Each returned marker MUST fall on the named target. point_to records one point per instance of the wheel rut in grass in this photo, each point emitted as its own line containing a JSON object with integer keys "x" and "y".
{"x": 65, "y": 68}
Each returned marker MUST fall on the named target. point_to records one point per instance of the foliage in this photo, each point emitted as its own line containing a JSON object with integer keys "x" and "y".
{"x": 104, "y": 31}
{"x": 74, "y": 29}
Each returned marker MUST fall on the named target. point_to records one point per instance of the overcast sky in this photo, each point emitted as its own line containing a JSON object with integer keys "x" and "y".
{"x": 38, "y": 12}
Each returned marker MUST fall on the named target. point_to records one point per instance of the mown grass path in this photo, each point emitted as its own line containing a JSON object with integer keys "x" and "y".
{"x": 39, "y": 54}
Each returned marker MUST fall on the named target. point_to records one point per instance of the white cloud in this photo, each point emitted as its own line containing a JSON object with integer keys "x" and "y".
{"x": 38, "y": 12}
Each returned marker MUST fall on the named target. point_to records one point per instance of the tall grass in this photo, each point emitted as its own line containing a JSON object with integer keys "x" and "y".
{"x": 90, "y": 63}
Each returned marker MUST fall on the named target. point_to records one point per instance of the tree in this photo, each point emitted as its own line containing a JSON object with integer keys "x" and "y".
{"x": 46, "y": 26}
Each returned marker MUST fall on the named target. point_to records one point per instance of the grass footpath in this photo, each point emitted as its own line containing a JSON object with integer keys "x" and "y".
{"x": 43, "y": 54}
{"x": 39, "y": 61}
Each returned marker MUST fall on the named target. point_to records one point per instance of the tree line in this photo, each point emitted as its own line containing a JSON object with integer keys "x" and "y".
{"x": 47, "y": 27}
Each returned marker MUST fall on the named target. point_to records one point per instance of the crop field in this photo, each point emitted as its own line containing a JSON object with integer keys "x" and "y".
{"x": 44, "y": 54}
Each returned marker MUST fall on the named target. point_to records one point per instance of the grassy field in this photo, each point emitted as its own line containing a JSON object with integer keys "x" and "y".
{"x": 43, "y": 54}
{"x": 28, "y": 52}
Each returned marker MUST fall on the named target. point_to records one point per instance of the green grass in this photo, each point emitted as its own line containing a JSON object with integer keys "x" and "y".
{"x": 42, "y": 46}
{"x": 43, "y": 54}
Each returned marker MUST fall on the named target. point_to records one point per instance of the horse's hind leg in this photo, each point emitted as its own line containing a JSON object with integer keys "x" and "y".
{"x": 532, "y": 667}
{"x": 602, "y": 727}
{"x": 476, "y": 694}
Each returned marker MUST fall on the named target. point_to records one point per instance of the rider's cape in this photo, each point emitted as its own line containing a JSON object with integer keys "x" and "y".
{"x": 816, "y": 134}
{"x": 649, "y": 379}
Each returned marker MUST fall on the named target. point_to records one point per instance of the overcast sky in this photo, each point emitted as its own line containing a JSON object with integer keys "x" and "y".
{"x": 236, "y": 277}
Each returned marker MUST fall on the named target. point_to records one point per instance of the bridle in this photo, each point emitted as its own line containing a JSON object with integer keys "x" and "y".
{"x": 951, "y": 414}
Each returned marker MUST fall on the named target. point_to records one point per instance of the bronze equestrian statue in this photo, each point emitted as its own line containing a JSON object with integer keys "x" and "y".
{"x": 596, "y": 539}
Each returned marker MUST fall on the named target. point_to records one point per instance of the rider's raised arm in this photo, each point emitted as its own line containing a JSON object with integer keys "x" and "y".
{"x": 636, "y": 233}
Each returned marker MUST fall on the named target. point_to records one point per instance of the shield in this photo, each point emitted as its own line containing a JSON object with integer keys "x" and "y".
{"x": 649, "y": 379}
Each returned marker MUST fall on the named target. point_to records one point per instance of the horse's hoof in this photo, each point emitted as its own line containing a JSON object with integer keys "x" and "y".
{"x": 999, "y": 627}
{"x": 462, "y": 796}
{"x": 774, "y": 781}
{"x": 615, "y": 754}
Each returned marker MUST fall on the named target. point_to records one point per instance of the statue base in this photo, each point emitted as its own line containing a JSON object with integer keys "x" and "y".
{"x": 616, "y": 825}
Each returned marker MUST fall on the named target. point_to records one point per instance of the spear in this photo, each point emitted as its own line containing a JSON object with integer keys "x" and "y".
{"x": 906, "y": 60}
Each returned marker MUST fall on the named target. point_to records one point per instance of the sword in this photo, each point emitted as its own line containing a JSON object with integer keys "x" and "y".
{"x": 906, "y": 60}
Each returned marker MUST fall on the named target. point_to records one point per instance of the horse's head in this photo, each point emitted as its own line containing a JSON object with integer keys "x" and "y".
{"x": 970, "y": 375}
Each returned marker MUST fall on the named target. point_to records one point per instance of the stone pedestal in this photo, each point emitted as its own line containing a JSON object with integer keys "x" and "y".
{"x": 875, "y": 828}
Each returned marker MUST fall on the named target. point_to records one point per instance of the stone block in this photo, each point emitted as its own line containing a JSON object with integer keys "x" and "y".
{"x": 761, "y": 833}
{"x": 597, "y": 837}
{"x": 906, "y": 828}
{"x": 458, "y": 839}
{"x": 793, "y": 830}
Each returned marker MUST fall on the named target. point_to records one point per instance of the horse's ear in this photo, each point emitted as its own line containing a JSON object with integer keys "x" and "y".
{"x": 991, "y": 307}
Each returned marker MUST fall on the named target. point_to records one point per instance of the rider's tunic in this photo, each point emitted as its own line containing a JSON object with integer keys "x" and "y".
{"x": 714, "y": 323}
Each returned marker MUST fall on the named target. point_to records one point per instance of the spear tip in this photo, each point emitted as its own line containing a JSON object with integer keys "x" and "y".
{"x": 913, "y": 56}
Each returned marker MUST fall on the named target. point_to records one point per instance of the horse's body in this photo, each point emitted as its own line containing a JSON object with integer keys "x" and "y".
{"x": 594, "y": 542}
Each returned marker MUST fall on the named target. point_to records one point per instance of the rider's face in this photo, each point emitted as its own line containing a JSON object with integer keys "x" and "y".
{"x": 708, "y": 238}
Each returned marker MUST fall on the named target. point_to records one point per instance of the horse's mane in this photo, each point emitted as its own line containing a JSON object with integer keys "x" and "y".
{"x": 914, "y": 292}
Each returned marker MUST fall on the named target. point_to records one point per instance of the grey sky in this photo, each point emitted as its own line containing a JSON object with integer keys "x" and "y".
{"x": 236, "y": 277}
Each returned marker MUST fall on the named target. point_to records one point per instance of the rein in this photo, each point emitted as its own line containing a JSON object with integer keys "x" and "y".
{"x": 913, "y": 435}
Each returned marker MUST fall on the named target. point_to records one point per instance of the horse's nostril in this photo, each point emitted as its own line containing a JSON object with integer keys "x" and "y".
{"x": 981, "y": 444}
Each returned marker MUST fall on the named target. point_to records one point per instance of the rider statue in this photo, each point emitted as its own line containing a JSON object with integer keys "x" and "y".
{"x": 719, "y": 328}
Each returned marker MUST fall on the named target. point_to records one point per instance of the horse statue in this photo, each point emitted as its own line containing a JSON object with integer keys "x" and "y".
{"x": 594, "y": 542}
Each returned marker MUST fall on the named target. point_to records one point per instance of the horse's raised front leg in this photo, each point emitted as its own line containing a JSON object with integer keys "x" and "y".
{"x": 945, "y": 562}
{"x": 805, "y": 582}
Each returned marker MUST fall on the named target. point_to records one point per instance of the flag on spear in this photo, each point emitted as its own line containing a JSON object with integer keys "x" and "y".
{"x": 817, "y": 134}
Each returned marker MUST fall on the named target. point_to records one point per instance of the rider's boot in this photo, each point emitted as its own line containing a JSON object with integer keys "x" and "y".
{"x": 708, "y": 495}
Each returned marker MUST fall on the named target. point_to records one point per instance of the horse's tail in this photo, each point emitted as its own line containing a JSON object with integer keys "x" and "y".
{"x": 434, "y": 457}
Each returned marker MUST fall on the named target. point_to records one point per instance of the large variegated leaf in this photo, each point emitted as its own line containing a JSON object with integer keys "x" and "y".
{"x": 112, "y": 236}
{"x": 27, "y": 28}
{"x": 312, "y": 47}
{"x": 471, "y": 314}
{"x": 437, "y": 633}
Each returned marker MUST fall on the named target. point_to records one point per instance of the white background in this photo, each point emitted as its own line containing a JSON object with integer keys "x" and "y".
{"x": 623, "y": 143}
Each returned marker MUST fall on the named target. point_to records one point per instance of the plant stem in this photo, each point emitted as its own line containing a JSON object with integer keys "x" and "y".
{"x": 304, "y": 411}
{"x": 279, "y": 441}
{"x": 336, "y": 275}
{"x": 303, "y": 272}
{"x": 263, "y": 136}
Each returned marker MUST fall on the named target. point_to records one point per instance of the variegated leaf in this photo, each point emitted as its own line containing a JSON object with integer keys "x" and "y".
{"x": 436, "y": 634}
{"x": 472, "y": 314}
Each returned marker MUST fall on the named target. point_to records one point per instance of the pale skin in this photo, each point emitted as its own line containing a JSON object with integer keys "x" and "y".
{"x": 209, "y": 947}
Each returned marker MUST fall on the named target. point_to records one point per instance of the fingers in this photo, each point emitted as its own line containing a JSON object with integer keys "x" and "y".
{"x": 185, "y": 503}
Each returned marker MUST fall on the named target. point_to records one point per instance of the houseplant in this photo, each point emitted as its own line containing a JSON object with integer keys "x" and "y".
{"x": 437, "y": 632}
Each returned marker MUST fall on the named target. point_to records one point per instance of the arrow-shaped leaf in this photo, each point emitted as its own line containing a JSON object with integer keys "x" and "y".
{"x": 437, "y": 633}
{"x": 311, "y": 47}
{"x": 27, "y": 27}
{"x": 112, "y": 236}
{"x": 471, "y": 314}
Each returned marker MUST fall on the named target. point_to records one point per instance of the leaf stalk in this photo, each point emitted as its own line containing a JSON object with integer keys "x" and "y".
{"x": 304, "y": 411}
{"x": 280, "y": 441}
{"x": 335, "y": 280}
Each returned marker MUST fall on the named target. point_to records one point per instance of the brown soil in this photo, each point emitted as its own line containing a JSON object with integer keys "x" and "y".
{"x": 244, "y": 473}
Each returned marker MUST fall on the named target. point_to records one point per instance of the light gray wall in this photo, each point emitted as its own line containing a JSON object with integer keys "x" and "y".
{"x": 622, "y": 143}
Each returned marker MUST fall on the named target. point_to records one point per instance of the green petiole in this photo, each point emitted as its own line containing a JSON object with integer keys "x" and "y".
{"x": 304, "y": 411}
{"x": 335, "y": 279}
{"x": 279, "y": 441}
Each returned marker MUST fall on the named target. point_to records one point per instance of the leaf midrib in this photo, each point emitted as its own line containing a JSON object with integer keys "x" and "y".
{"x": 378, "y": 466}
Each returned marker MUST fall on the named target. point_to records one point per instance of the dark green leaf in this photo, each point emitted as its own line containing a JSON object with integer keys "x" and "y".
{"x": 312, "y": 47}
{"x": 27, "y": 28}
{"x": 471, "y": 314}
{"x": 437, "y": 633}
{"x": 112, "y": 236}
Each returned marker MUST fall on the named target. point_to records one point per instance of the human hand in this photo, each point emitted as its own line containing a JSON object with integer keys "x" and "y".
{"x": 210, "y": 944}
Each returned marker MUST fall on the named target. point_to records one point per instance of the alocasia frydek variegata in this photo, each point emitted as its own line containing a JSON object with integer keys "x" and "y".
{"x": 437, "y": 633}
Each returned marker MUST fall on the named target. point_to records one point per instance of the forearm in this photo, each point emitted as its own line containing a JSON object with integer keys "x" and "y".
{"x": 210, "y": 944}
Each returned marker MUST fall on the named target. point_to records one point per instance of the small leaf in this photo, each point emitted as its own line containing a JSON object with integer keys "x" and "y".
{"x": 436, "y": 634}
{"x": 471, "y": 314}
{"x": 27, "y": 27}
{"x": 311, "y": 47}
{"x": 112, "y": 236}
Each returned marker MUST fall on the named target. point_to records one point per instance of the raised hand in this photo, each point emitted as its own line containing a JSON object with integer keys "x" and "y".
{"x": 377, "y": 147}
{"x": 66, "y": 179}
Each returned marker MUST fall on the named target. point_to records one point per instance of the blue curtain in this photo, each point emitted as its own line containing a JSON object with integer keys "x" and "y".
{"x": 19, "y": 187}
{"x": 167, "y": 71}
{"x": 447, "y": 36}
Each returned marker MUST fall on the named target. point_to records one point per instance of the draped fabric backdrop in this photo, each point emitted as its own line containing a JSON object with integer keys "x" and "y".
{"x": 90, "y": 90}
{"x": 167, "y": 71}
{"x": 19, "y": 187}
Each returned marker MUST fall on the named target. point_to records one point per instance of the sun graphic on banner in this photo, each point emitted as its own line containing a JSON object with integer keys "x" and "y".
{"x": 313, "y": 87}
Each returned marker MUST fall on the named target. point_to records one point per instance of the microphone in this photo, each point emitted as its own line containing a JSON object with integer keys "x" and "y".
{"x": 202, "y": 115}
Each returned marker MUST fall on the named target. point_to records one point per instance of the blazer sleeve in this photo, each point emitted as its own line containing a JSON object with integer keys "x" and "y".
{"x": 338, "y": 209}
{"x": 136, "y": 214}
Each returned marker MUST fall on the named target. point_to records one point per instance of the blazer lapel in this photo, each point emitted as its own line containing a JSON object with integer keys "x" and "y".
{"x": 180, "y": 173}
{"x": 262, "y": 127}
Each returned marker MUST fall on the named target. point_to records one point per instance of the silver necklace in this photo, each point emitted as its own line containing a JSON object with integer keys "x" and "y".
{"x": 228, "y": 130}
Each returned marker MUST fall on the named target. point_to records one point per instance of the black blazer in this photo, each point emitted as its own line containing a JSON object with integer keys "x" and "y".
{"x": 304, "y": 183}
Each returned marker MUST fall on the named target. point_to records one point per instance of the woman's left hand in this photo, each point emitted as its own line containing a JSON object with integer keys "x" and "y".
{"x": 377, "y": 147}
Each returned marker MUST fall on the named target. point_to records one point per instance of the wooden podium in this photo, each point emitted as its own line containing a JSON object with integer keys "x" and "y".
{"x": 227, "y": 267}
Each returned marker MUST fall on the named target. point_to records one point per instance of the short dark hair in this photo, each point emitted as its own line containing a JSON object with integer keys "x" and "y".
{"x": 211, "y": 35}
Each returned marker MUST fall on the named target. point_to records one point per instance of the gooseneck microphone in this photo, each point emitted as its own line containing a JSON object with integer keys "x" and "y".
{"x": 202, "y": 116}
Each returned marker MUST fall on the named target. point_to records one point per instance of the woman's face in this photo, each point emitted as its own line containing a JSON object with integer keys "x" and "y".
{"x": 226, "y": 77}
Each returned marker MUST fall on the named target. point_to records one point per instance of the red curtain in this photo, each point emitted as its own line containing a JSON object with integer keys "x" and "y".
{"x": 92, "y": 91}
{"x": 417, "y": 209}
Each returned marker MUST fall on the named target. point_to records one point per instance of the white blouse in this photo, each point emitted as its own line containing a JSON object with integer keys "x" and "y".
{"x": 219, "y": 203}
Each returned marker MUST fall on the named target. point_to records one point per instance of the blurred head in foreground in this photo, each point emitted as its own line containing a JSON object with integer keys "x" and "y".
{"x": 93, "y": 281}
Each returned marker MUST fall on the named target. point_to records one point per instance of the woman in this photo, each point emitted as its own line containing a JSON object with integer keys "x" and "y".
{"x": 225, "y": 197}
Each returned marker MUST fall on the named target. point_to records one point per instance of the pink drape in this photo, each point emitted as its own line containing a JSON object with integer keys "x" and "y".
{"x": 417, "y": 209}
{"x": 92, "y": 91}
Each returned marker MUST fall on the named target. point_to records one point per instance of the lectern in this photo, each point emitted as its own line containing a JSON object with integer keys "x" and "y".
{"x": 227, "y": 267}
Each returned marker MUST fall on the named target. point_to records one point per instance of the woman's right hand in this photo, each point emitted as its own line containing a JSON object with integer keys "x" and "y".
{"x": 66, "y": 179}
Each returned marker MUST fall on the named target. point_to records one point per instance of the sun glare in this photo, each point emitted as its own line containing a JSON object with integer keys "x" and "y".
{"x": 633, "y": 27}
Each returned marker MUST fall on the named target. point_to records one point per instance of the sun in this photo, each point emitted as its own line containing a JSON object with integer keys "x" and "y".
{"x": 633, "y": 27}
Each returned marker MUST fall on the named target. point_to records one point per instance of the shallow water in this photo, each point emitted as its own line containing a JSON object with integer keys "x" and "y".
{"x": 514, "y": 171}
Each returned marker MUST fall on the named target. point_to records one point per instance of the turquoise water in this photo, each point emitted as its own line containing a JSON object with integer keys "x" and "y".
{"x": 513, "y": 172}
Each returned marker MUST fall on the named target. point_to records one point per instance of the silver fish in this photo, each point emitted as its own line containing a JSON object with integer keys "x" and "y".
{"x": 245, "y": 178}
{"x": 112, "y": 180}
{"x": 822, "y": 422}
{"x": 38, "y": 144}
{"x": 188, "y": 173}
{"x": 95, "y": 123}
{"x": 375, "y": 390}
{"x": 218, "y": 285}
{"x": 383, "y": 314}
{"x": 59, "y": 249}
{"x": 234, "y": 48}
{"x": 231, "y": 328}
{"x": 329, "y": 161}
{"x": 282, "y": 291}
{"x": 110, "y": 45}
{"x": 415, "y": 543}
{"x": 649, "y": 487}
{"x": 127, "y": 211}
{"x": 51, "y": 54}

• _WRITTEN INSTRUCTION_: Everything from the line with "of the shallow" through the last line of the material above should be echoed exactly, and nothing else.

• _SOLUTION TO THIS TASK_:
Each returned marker MUST fall on the named target. point_to records one point per instance of the shallow water in this photo, each point emitted as its own line containing a JSON object with integer keys "x" and "y".
{"x": 514, "y": 171}
Each returned marker MUST fall on the named target. point_to records one point per instance of the turquoise water in this photo, each point emitted as its own line containing a JSON object with integer keys "x" and "y".
{"x": 513, "y": 172}
Each returned marker MUST fall on the named target. point_to records one point per instance of the silver fish in this photo, each point emitted as its own line containing a JSON object with integer keys "x" and "y".
{"x": 245, "y": 178}
{"x": 112, "y": 180}
{"x": 822, "y": 422}
{"x": 38, "y": 144}
{"x": 188, "y": 173}
{"x": 95, "y": 123}
{"x": 375, "y": 390}
{"x": 218, "y": 285}
{"x": 383, "y": 314}
{"x": 59, "y": 249}
{"x": 234, "y": 48}
{"x": 231, "y": 328}
{"x": 329, "y": 161}
{"x": 282, "y": 291}
{"x": 110, "y": 45}
{"x": 415, "y": 543}
{"x": 649, "y": 487}
{"x": 127, "y": 211}
{"x": 51, "y": 54}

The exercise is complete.